# Experiment 013: Ensemble with nctuan_challenge Dataset

Ensemble current best with 158 new CSV files from nctuan_challenge/bbox_sub/

In [1]:
import pandas as pd
import numpy as np
from decimal import Decimal, getcontext
from shapely.geometry import Polygon
from shapely import affinity
from shapely.ops import unary_union
import glob
import json
import time
import warnings
warnings.filterwarnings('ignore')

getcontext().prec = 30
SCALE_FACTOR = Decimal('1e18')

print('Setup complete')

Setup complete


In [2]:
# Tree shape vertices
TX = [0, 0.125, 0.0625, 0.2, 0.1, 0.35, 0.075, 0.075, -0.075, -0.075, -0.35, -0.1, -0.2, -0.0625, -0.125]
TY = [0.8, 0.5, 0.5, 0.25, 0.25, 0, 0, -0.2, -0.2, 0, 0, 0.25, 0.25, 0.5, 0.5]

def create_tree_polygon(x, y, angle):
    x, y, angle = float(x), float(y), float(angle)
    coords = list(zip(TX, TY))
    poly = Polygon(coords)
    poly = affinity.rotate(poly, angle, origin=(0, 0))
    poly = affinity.translate(poly, x, y)
    return poly

def create_high_precision_tree(x, y, angle):
    x = Decimal(str(x))
    y = Decimal(str(y))
    angle = Decimal(str(angle))
    sf = SCALE_FACTOR
    vertices = [
        (float(Decimal('0.0') * sf), float(Decimal('0.8') * sf)),
        (float(Decimal('0.125') * sf), float(Decimal('0.5') * sf)),
        (float(Decimal('0.0625') * sf), float(Decimal('0.5') * sf)),
        (float(Decimal('0.2') * sf), float(Decimal('0.25') * sf)),
        (float(Decimal('0.1') * sf), float(Decimal('0.25') * sf)),
        (float(Decimal('0.35') * sf), float(Decimal('0.0') * sf)),
        (float(Decimal('0.075') * sf), float(Decimal('0.0') * sf)),
        (float(Decimal('0.075') * sf), float(Decimal('-0.2') * sf)),
        (float(Decimal('-0.075') * sf), float(Decimal('-0.2') * sf)),
        (float(Decimal('-0.075') * sf), float(Decimal('0.0') * sf)),
        (float(Decimal('-0.35') * sf), float(Decimal('0.0') * sf)),
        (float(Decimal('-0.1') * sf), float(Decimal('0.25') * sf)),
        (float(Decimal('-0.2') * sf), float(Decimal('0.25') * sf)),
        (float(Decimal('-0.0625') * sf), float(Decimal('0.5') * sf)),
        (float(Decimal('-0.125') * sf), float(Decimal('0.5') * sf)),
    ]
    poly = Polygon(vertices)
    poly = affinity.rotate(poly, float(angle), origin=(0, 0))
    poly = affinity.translate(poly, xoff=float(x * sf), yoff=float(y * sf))

Requirements: How many new CSV files does the experiment notebook ensemble with the current best, and which folder are they in?

[Records from a dataset]
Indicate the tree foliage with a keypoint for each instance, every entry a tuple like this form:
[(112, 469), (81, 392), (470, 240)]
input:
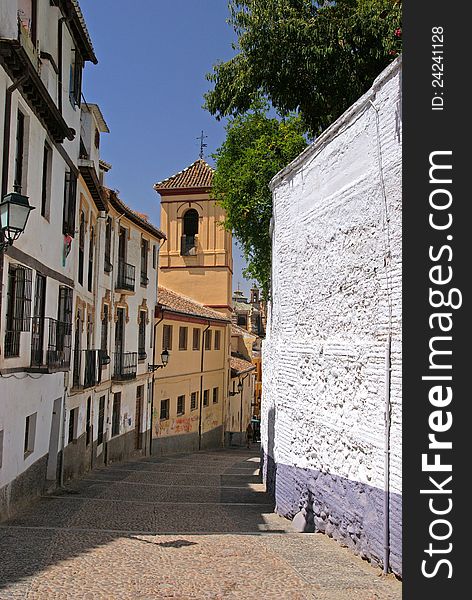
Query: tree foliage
[(312, 57), (255, 149)]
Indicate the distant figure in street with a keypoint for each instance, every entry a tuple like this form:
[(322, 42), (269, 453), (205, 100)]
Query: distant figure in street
[(249, 434)]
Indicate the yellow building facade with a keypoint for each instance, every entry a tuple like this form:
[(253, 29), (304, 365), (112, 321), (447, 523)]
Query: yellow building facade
[(190, 393), (196, 259)]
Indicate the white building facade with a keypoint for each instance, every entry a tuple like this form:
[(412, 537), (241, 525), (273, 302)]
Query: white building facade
[(331, 404), (79, 286), (43, 48)]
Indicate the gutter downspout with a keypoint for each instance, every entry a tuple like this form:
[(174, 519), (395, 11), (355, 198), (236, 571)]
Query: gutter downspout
[(63, 437), (388, 416), (153, 377), (6, 162), (241, 413), (201, 389)]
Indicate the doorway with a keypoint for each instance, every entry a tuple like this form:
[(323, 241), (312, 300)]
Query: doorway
[(51, 473), (139, 417)]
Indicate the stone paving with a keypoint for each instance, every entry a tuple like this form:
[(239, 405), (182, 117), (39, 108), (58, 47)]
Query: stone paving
[(183, 526)]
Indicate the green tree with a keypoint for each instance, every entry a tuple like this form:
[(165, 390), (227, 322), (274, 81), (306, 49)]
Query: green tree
[(255, 149), (312, 57)]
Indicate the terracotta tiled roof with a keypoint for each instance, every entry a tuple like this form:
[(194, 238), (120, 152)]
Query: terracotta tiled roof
[(132, 215), (239, 365), (199, 175), (235, 330), (182, 304)]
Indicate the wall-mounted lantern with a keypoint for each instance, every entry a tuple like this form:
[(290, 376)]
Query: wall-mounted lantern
[(164, 361), (14, 213)]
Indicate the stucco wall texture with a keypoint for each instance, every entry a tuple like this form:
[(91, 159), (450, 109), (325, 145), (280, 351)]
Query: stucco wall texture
[(336, 296)]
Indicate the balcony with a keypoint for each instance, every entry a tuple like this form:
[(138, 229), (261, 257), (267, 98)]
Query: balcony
[(55, 353), (87, 370), (125, 365), (125, 277), (188, 245)]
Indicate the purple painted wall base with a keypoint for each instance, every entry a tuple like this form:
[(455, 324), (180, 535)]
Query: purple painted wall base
[(349, 511)]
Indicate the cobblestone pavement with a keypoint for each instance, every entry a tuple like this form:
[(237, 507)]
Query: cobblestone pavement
[(184, 526)]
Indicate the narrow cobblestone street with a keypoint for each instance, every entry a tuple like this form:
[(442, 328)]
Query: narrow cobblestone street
[(182, 526)]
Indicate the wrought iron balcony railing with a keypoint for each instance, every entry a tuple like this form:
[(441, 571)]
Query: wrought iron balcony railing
[(125, 277), (53, 352), (125, 365)]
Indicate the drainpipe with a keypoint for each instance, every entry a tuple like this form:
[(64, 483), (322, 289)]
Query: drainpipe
[(63, 436), (388, 407), (241, 411), (201, 389), (153, 377), (6, 161)]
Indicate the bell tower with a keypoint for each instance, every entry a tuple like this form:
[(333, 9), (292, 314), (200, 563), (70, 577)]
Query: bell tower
[(196, 259)]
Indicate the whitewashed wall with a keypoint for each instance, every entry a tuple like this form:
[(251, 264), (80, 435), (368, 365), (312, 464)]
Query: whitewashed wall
[(336, 263)]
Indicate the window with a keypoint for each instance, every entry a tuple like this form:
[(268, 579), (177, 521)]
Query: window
[(101, 419), (208, 340), (46, 181), (155, 256), (196, 339), (73, 422), (70, 194), (183, 331), (30, 434), (167, 337), (18, 307), (75, 81), (104, 334), (88, 424), (181, 405), (108, 229), (1, 448), (190, 230), (115, 421), (142, 335), (90, 271), (242, 321), (63, 332), (144, 253), (80, 275), (19, 153), (164, 415)]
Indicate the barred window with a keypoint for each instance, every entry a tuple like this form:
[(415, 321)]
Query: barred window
[(167, 337), (196, 339), (183, 332), (18, 307), (70, 195), (142, 335), (116, 416), (164, 414), (217, 340), (208, 340)]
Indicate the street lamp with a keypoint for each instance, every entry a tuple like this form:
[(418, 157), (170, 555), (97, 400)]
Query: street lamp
[(240, 389), (164, 360), (14, 213)]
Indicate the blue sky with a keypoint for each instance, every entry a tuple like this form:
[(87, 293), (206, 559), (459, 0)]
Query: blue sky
[(153, 57)]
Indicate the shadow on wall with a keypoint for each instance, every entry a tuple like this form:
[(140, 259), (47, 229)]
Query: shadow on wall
[(268, 464)]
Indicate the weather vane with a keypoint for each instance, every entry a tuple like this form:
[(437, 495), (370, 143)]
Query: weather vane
[(202, 144)]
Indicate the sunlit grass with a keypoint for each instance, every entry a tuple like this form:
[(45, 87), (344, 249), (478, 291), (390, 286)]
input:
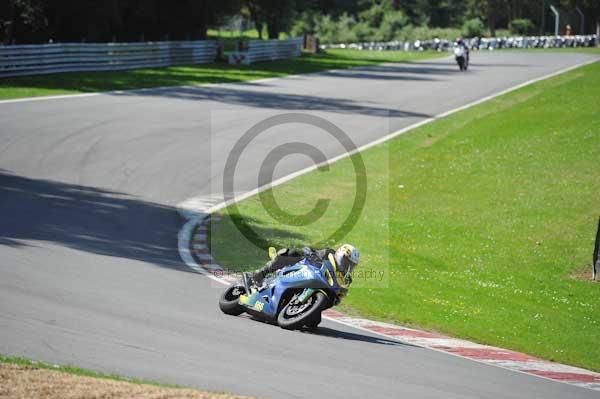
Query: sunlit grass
[(481, 221)]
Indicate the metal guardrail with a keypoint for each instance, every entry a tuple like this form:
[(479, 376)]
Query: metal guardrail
[(76, 57), (478, 43), (267, 50)]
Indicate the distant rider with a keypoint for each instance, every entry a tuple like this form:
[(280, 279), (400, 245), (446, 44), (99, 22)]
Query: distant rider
[(346, 259)]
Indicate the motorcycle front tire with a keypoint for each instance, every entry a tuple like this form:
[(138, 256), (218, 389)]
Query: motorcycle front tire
[(307, 317)]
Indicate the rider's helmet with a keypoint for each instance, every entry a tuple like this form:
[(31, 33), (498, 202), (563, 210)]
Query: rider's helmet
[(346, 259)]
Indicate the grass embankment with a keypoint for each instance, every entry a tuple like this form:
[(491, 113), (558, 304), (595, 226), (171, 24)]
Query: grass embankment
[(22, 378), (82, 82), (480, 222)]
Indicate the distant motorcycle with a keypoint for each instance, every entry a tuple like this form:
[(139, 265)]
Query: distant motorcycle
[(293, 298), (462, 57)]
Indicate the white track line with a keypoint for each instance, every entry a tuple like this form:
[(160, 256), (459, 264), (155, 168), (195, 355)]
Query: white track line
[(200, 85), (199, 199)]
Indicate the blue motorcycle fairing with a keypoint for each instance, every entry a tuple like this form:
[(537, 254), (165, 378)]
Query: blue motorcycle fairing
[(302, 275)]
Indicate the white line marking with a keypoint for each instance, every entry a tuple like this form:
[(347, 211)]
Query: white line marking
[(185, 234)]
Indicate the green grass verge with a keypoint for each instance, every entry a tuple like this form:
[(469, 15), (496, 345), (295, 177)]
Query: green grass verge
[(79, 371), (480, 221), (71, 83)]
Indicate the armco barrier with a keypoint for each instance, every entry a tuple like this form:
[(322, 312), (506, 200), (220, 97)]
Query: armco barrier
[(74, 57), (266, 50)]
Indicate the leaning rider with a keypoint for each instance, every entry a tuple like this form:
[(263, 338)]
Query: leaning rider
[(346, 259)]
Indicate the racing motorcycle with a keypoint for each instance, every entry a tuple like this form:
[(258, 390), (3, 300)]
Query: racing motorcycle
[(462, 58), (293, 298)]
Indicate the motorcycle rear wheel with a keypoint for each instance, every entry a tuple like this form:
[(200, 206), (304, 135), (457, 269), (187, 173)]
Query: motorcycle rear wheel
[(229, 300), (294, 315)]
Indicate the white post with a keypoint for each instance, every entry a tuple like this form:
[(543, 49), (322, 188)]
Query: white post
[(582, 18), (556, 19)]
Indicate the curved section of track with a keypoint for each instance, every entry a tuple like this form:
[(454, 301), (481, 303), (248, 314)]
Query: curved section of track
[(89, 269)]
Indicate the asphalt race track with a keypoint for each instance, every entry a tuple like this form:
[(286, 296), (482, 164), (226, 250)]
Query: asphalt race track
[(89, 269)]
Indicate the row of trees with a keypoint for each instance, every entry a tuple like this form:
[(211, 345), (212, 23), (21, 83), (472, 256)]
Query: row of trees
[(31, 21)]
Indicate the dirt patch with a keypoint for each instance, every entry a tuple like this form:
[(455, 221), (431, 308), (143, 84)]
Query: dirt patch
[(18, 381)]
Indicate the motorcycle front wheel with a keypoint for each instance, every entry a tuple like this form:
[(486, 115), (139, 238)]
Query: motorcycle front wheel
[(295, 314), (229, 300)]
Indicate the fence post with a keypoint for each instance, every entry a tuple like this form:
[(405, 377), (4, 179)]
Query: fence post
[(596, 257), (582, 20)]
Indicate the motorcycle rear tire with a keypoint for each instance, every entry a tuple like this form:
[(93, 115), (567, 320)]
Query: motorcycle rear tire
[(229, 301), (308, 316)]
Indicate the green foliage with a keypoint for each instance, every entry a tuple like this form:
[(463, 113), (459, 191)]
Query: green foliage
[(473, 27), (522, 26)]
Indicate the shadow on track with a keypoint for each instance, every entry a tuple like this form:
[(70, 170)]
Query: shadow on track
[(88, 219)]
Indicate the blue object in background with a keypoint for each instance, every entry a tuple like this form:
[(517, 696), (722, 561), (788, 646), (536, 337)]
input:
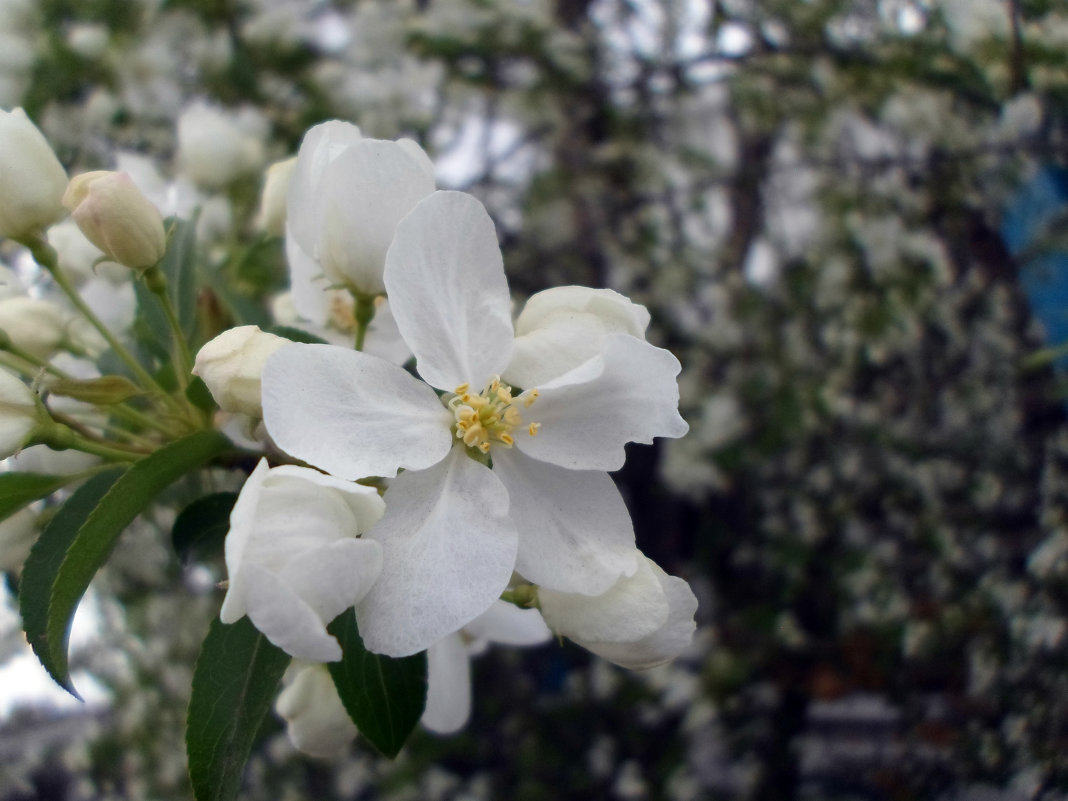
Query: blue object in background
[(1043, 276)]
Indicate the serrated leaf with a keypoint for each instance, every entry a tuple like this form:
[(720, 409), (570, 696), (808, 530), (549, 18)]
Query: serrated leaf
[(19, 489), (202, 525), (234, 684), (382, 695), (97, 535), (38, 572), (297, 334)]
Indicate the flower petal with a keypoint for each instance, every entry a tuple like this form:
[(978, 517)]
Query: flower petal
[(444, 278), (508, 625), (563, 327), (285, 619), (449, 549), (448, 686), (668, 641), (633, 608), (627, 394), (370, 188), (350, 413), (575, 531)]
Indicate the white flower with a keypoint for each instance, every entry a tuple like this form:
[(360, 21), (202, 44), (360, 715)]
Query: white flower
[(317, 723), (33, 325), (18, 413), (31, 178), (231, 365), (645, 619), (455, 530), (346, 195), (293, 555)]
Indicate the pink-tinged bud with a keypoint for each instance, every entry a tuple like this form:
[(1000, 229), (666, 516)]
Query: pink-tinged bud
[(232, 365), (31, 178), (114, 216)]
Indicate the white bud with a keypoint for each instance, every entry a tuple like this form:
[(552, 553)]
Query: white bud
[(33, 325), (114, 216), (316, 722), (645, 619), (232, 365), (271, 216), (18, 413), (294, 556), (31, 178)]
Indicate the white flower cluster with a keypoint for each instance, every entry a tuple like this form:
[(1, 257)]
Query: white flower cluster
[(496, 452)]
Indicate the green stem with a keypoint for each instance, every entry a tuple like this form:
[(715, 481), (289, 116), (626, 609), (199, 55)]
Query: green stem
[(156, 282), (364, 312)]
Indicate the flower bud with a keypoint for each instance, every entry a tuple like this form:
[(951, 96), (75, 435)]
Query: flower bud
[(271, 217), (18, 413), (114, 216), (31, 178), (231, 365), (33, 325)]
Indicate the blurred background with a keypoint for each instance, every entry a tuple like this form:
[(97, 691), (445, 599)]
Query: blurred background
[(849, 220)]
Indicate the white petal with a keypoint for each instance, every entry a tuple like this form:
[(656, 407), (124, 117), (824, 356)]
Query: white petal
[(668, 641), (322, 144), (448, 686), (508, 625), (575, 531), (368, 189), (633, 608), (307, 282), (444, 278), (334, 578), (285, 619), (628, 394), (563, 327), (350, 413), (449, 549)]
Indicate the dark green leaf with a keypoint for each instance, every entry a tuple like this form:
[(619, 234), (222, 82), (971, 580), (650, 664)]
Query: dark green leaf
[(202, 525), (296, 334), (383, 696), (234, 684), (91, 547), (43, 564), (18, 489)]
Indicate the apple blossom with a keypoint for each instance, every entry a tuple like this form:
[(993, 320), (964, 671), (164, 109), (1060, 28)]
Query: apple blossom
[(231, 365), (294, 555), (31, 178), (496, 480), (346, 195), (643, 621)]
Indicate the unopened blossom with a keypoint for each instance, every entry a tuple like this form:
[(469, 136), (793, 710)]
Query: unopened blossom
[(315, 719), (34, 325), (231, 365), (346, 195), (455, 528), (114, 216), (643, 621), (18, 413), (294, 556), (32, 179)]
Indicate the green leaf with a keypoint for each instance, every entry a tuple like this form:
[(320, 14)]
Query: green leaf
[(202, 525), (234, 684), (18, 489), (97, 535), (43, 564), (383, 696)]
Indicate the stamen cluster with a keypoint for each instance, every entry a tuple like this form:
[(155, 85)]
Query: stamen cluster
[(489, 417)]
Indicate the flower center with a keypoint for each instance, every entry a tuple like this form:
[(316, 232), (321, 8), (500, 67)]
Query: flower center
[(489, 417)]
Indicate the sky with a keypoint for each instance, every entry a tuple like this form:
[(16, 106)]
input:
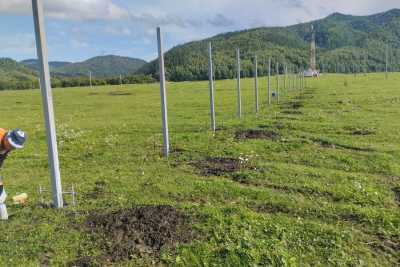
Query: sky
[(80, 29)]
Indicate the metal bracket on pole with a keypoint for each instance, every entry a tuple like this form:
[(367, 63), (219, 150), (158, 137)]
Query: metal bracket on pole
[(45, 84), (163, 93), (239, 96), (211, 81)]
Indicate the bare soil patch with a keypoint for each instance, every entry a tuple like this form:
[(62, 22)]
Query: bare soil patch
[(293, 105), (329, 144), (256, 134), (292, 112), (139, 231), (119, 93), (220, 166), (363, 132)]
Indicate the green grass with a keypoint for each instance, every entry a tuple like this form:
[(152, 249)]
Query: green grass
[(320, 195)]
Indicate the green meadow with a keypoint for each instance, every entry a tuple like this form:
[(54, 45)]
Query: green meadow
[(311, 181)]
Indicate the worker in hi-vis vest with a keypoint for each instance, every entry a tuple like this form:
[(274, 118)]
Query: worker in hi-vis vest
[(9, 141)]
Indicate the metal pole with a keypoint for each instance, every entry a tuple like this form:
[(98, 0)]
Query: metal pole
[(210, 76), (277, 82), (47, 99), (269, 81), (163, 94), (239, 97), (256, 83), (284, 77)]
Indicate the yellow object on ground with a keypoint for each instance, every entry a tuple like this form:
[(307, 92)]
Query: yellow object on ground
[(20, 199)]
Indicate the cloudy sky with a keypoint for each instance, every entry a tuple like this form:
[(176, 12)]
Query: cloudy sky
[(80, 29)]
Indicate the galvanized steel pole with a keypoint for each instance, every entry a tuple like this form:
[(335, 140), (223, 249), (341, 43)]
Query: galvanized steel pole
[(277, 82), (47, 99), (163, 94), (211, 84), (256, 83), (90, 79), (239, 96)]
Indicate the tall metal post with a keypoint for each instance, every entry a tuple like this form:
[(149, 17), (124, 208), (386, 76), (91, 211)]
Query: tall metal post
[(256, 83), (239, 96), (277, 83), (269, 81), (47, 99), (284, 77), (211, 84), (387, 61), (163, 93)]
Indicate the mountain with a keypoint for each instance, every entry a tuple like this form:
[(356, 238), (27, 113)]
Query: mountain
[(102, 66), (14, 75), (34, 64), (345, 43)]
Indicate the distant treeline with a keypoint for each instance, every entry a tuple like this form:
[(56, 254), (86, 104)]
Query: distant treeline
[(60, 82)]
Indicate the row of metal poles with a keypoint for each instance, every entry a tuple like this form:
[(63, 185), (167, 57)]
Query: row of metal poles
[(47, 99), (298, 80)]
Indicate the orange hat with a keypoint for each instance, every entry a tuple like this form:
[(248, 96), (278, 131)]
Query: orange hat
[(4, 144)]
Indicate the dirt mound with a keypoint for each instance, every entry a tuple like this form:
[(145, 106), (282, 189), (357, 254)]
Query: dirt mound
[(363, 132), (83, 262), (292, 112), (220, 166), (328, 144), (293, 105), (256, 134), (139, 231), (119, 93)]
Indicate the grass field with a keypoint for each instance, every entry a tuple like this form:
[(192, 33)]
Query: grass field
[(319, 186)]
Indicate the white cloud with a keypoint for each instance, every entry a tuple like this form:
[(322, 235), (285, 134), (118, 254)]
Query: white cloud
[(20, 43), (117, 30)]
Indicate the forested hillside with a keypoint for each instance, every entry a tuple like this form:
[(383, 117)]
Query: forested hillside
[(15, 76)]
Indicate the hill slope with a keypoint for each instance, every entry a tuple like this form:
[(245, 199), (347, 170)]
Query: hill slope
[(34, 64), (344, 43)]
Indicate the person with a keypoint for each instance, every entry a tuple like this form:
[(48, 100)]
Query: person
[(9, 141)]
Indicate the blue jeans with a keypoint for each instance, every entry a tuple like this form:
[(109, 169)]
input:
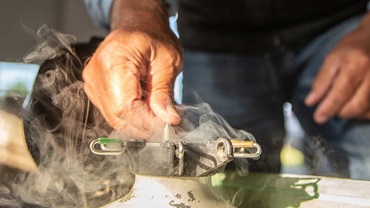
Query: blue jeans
[(249, 91)]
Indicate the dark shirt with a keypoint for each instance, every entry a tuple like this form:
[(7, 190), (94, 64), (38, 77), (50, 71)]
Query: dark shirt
[(251, 26)]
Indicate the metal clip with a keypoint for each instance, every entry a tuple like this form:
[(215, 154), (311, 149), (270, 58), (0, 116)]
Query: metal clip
[(106, 146), (180, 151), (240, 147)]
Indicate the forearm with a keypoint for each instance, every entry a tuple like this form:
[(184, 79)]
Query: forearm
[(139, 15)]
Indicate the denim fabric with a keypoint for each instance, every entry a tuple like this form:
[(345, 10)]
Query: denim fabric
[(248, 91), (344, 143), (99, 11)]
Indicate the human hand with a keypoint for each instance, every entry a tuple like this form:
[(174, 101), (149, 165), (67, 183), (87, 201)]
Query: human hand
[(342, 87), (130, 80)]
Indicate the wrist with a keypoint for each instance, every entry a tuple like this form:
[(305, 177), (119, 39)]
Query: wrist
[(139, 15)]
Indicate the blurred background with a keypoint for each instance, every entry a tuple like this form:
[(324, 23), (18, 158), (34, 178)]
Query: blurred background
[(66, 16), (17, 18)]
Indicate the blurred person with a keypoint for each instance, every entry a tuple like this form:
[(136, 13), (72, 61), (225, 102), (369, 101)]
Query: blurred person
[(244, 58)]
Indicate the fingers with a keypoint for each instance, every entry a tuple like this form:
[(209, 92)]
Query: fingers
[(164, 69), (346, 92), (359, 105), (117, 94), (342, 90)]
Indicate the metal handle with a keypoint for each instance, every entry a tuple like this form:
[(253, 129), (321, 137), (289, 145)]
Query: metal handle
[(106, 146), (240, 146)]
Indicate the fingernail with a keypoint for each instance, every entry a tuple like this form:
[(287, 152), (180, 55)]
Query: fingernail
[(173, 112), (320, 119), (309, 99)]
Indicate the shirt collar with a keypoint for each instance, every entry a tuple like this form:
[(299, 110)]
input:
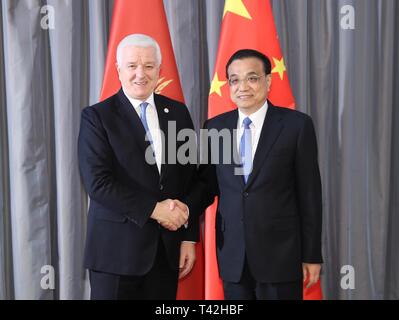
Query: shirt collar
[(136, 102), (257, 117)]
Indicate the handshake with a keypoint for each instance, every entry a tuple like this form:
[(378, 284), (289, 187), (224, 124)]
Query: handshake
[(170, 214)]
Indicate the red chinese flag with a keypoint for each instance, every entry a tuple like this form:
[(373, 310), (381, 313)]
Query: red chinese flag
[(148, 17), (247, 24)]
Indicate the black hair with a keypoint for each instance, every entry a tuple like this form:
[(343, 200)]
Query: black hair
[(250, 53)]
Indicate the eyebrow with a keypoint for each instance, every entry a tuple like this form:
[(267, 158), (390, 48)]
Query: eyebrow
[(251, 73)]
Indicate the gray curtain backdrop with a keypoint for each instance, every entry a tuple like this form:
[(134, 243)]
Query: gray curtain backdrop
[(346, 79)]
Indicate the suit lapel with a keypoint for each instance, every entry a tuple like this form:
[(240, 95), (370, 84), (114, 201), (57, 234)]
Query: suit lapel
[(271, 129), (134, 122)]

Output for this task: 158 new CSV files, from nctuan_challenge/bbox_sub/.